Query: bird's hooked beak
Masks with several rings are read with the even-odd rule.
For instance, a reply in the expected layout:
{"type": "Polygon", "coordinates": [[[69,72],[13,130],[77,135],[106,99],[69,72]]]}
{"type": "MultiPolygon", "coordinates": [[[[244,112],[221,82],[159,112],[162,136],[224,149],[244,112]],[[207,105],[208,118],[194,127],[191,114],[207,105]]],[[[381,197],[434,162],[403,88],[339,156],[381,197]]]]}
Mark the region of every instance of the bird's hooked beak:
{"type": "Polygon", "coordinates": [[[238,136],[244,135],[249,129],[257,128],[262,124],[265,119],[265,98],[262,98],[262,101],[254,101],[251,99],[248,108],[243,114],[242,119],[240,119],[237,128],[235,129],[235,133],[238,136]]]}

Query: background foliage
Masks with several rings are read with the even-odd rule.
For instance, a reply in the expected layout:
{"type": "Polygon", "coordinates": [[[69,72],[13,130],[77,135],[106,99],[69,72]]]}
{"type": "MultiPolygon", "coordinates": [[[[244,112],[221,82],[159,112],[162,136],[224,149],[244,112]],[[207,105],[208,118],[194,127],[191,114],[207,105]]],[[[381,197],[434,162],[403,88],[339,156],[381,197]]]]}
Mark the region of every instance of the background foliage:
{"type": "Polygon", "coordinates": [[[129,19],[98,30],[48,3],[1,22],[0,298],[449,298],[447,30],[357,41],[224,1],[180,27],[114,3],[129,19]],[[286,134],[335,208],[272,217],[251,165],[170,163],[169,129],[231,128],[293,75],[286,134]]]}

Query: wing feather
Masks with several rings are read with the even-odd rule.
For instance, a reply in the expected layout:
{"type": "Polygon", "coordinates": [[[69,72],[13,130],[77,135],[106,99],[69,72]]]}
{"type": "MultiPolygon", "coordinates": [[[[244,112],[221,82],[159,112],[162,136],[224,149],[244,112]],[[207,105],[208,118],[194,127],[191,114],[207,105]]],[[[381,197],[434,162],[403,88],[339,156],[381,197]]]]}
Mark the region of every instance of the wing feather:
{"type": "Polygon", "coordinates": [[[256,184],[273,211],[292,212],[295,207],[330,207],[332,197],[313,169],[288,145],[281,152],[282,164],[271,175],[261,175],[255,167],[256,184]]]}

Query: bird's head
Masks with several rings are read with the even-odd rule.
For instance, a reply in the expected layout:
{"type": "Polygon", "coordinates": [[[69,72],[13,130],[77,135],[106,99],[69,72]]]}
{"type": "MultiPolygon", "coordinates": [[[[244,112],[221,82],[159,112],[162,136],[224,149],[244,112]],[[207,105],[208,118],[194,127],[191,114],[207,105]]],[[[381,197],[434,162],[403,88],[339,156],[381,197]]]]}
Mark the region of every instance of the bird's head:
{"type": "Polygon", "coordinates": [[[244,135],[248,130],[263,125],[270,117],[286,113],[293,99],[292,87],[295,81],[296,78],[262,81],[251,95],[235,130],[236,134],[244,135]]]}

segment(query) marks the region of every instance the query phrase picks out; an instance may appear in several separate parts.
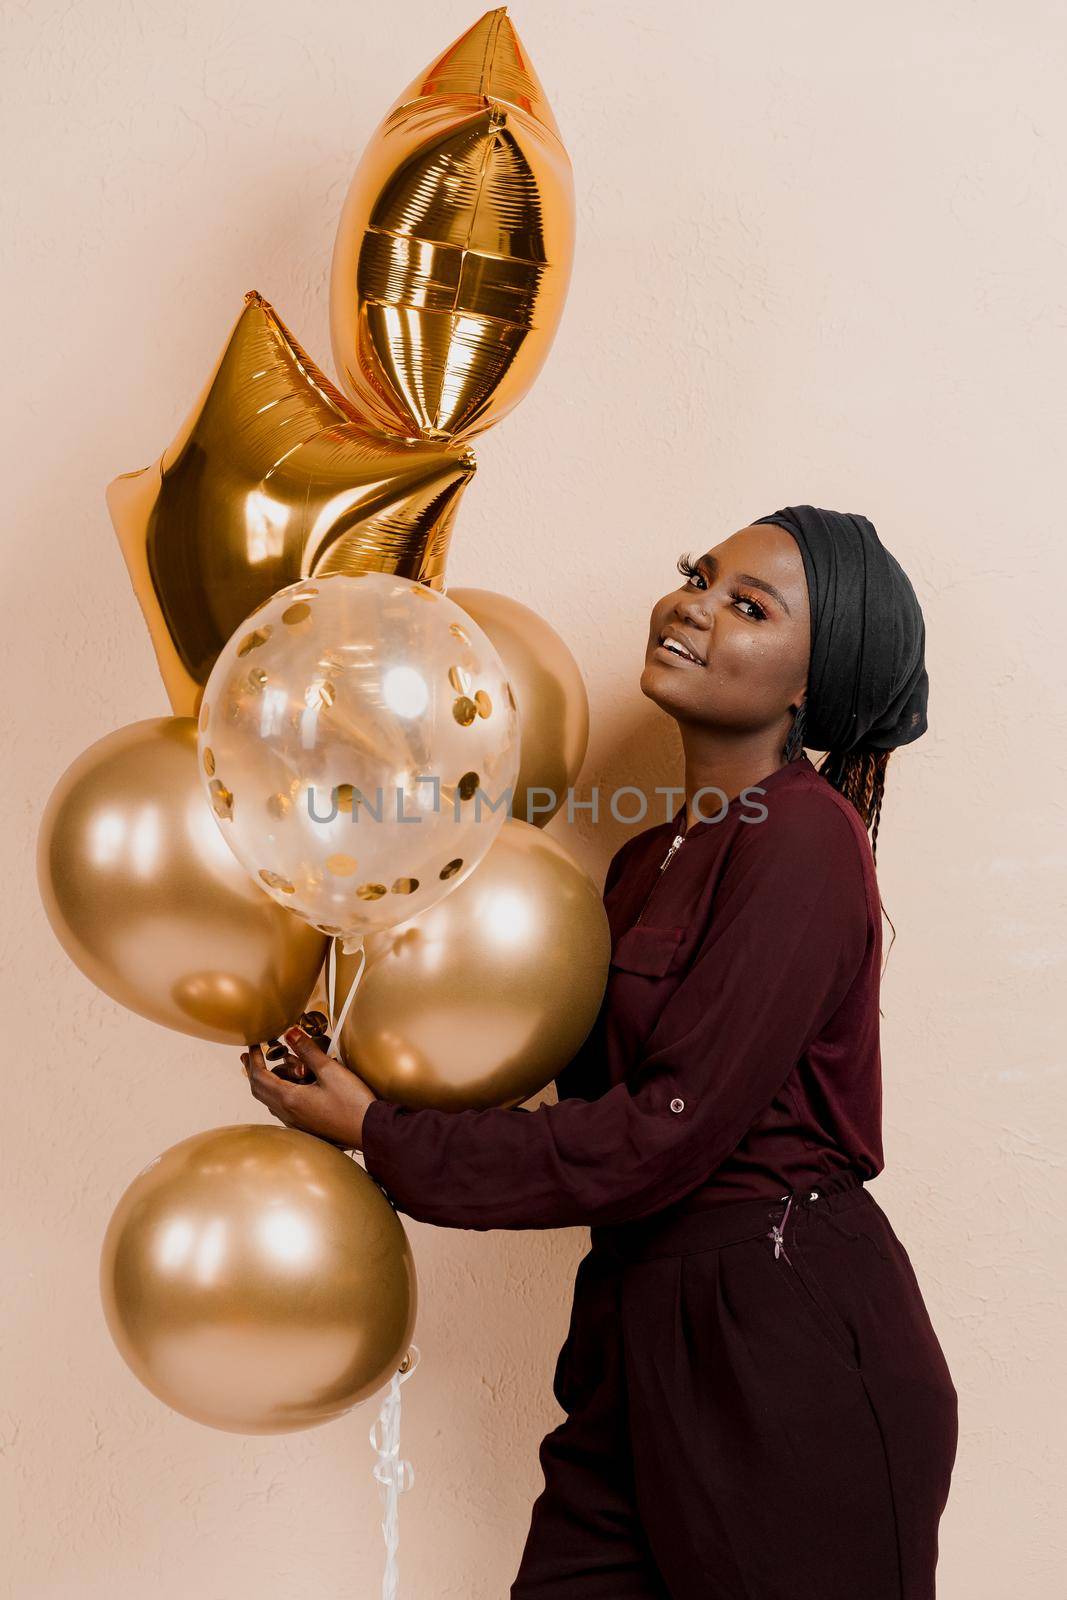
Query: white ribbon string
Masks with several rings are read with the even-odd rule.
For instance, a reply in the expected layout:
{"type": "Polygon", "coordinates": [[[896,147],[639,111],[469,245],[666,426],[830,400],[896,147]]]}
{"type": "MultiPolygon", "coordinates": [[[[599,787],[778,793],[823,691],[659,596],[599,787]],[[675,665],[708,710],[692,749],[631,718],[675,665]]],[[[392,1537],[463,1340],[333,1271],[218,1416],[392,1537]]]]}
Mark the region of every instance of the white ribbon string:
{"type": "Polygon", "coordinates": [[[400,1454],[400,1385],[406,1383],[419,1364],[419,1347],[413,1344],[389,1380],[378,1420],[371,1425],[370,1442],[378,1452],[374,1477],[385,1507],[382,1537],[385,1540],[385,1572],[382,1575],[382,1600],[397,1600],[400,1587],[400,1508],[398,1498],[415,1482],[415,1469],[400,1454]]]}
{"type": "MultiPolygon", "coordinates": [[[[341,1057],[341,1029],[345,1025],[349,1008],[356,997],[359,980],[367,968],[367,952],[363,939],[359,934],[353,934],[344,941],[345,955],[351,955],[354,947],[359,947],[359,966],[356,975],[348,986],[344,1004],[340,1011],[336,1011],[337,1004],[337,940],[330,940],[330,953],[326,961],[326,1010],[330,1024],[330,1048],[327,1055],[341,1057]]],[[[410,1461],[405,1461],[400,1455],[400,1385],[406,1383],[419,1364],[419,1347],[416,1344],[408,1347],[408,1353],[396,1372],[389,1380],[389,1388],[385,1399],[382,1401],[378,1419],[371,1425],[370,1442],[378,1452],[378,1460],[374,1465],[374,1478],[378,1485],[378,1494],[385,1507],[382,1518],[382,1537],[385,1540],[385,1571],[382,1574],[382,1600],[397,1600],[400,1589],[400,1508],[398,1498],[405,1489],[410,1489],[415,1482],[415,1468],[410,1461]]]]}
{"type": "Polygon", "coordinates": [[[367,952],[363,947],[363,939],[361,935],[354,934],[351,938],[345,940],[345,955],[347,956],[352,954],[349,946],[354,945],[357,940],[359,941],[359,966],[356,968],[356,975],[349,985],[348,993],[345,995],[344,1005],[341,1007],[340,1015],[337,1017],[336,1022],[334,1021],[334,1006],[337,999],[336,939],[330,940],[330,953],[326,958],[326,1010],[329,1015],[330,1022],[330,1048],[327,1050],[326,1054],[328,1056],[336,1057],[338,1061],[341,1059],[341,1029],[345,1025],[345,1020],[348,1016],[352,1002],[356,998],[356,990],[359,987],[359,980],[362,978],[367,966],[367,952]]]}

* * * * * * *

### Work instructions:
Each record above must be retyped exactly as given, with the images excluded.

### Result below:
Query: bird's hooked beak
Masks with several rings are read with the even-odd rule.
For instance, a reply in the expected layout:
{"type": "Polygon", "coordinates": [[[69,72],[13,130],[77,135],[106,99],[69,72]]]}
{"type": "MultiPolygon", "coordinates": [[[[244,112],[221,82],[159,112],[162,136],[224,149],[244,112]],[[207,105],[208,118],[194,127],[191,114],[207,105]]],[[[381,197],[434,162],[403,88],[339,156],[381,197]]]]}
Mark the region of every instance of the bird's hooked beak:
{"type": "Polygon", "coordinates": [[[238,136],[244,135],[249,129],[257,128],[262,124],[265,119],[265,98],[262,98],[262,101],[254,101],[251,99],[248,108],[243,114],[242,119],[240,119],[237,128],[235,129],[235,133],[238,136]]]}

Query: background foliage
Masks with several rings are read with the even-odd rule.
For instance, a reply in the expected layout:
{"type": "Polygon", "coordinates": [[[69,72],[13,130],[77,135],[106,99],[69,72]]]}
{"type": "MultiPolygon", "coordinates": [[[[244,112],[221,82],[159,112],[162,136],[224,149],[244,112]],[[207,105],[208,118],[194,127],[191,114],[207,105]]],[[[381,197],[434,162],[403,88],[339,156],[381,197]]]]}
Mark the region of every instance of the background foliage:
{"type": "Polygon", "coordinates": [[[129,19],[98,30],[48,3],[1,22],[0,298],[449,298],[447,30],[357,41],[224,1],[180,27],[114,3],[129,19]],[[286,134],[335,208],[272,217],[251,165],[170,163],[169,129],[231,128],[293,75],[286,134]]]}

Query: wing feather
Masks with several rings are read with the even-odd rule.
For instance, a reply in the expected layout:
{"type": "Polygon", "coordinates": [[[69,72],[13,130],[77,135],[106,99],[69,72]]]}
{"type": "MultiPolygon", "coordinates": [[[[244,112],[221,82],[159,112],[162,136],[224,149],[244,112]],[[207,105],[208,118],[194,127],[191,114],[207,105]]],[[[381,197],[434,162],[403,88],[339,156],[381,197]]]]}
Mark the region of every instance of the wing feather:
{"type": "Polygon", "coordinates": [[[256,184],[273,211],[292,212],[295,207],[330,207],[332,197],[313,169],[288,145],[281,152],[282,164],[271,175],[261,175],[255,167],[256,184]]]}

Query: bird's head
Masks with several rings are read with the even-odd rule.
For instance, a reply in the expected layout:
{"type": "Polygon", "coordinates": [[[69,72],[13,130],[77,135],[106,99],[69,72]]]}
{"type": "MultiPolygon", "coordinates": [[[[244,112],[221,82],[159,112],[162,136],[224,149],[244,112]],[[207,105],[208,118],[194,127],[191,114],[207,105]]],[[[381,197],[434,162],[403,88],[339,156],[381,197]]]]}
Mark the region of every instance of the bird's head:
{"type": "Polygon", "coordinates": [[[244,135],[248,130],[263,125],[270,117],[286,113],[293,99],[292,87],[295,81],[296,78],[262,81],[251,95],[235,130],[236,134],[244,135]]]}

segment(query) marks the region of every instance the query phrase picks out; an instance may appear in several separate parts.
Query: white ribbon string
Masks with several rings are read with the even-odd rule.
For instance, a reply in the expected layout:
{"type": "Polygon", "coordinates": [[[896,147],[639,111],[469,245],[666,426],[830,400],[896,147]]]}
{"type": "MultiPolygon", "coordinates": [[[[599,787],[778,793],[823,691],[659,596],[599,787]],[[675,665],[708,710],[692,749],[631,718],[675,665]]],[[[392,1537],[463,1340],[333,1271],[218,1416],[392,1537]]]]}
Mark the region of every instance of the white ribbon string:
{"type": "Polygon", "coordinates": [[[400,1454],[400,1385],[406,1383],[419,1364],[419,1347],[413,1344],[389,1380],[378,1420],[371,1425],[370,1442],[378,1452],[374,1477],[385,1507],[382,1537],[385,1540],[385,1572],[382,1575],[382,1600],[397,1600],[400,1587],[400,1508],[398,1498],[415,1482],[415,1469],[400,1454]]]}
{"type": "MultiPolygon", "coordinates": [[[[341,1057],[341,1029],[345,1025],[349,1008],[356,997],[359,980],[367,968],[367,952],[363,939],[359,934],[353,934],[344,941],[345,955],[351,955],[354,947],[359,947],[359,966],[356,975],[348,986],[344,1004],[340,1011],[336,1011],[337,1004],[337,940],[330,940],[330,953],[326,961],[326,1010],[330,1024],[330,1048],[327,1055],[341,1057]]],[[[410,1461],[405,1461],[400,1455],[400,1385],[406,1383],[419,1364],[419,1347],[416,1344],[408,1347],[408,1353],[396,1372],[389,1380],[389,1388],[385,1399],[382,1401],[378,1419],[371,1425],[370,1442],[378,1452],[378,1460],[374,1465],[374,1478],[378,1485],[378,1494],[385,1507],[382,1518],[382,1537],[385,1540],[385,1571],[382,1574],[382,1600],[397,1600],[400,1589],[400,1508],[398,1498],[405,1489],[410,1489],[415,1482],[415,1468],[410,1461]]]]}
{"type": "Polygon", "coordinates": [[[367,952],[363,947],[363,939],[361,935],[354,934],[351,938],[345,940],[345,955],[347,956],[352,954],[349,946],[354,945],[357,940],[359,941],[359,966],[356,968],[356,975],[349,985],[348,993],[345,995],[344,1005],[341,1007],[340,1015],[337,1017],[336,1022],[334,1021],[334,1006],[337,999],[336,939],[330,940],[330,953],[326,958],[326,1010],[329,1015],[330,1022],[330,1048],[327,1050],[326,1054],[328,1056],[336,1057],[338,1061],[341,1059],[341,1029],[345,1025],[345,1020],[348,1016],[352,1002],[356,998],[356,990],[359,987],[359,980],[362,978],[367,966],[367,952]]]}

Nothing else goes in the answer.